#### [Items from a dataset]
________________________

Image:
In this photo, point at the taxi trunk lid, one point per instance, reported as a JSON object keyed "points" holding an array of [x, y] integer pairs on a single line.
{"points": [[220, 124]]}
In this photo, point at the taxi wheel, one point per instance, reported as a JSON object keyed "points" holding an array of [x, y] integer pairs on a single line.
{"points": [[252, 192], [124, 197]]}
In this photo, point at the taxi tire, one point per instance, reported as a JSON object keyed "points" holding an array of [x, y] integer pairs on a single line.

________________________

#### [INSTRUCTION]
Update the items from the line containing "In this photo, point at the taxi wheel, one" through the end of the items by replacing "taxi" with "cab", and leave everything else unchanged.

#### [COMPLETED TASK]
In this photo, point at the cab wheel, one point per instance, reported as a JSON object keyed "points" holding an array of [x, y] integer pairs on a single line.
{"points": [[252, 192], [124, 197]]}
In this photo, point at the cab tire, one point per instance, reported as a JSON object keyed "points" holding an array of [x, y] integer pairs on a single line.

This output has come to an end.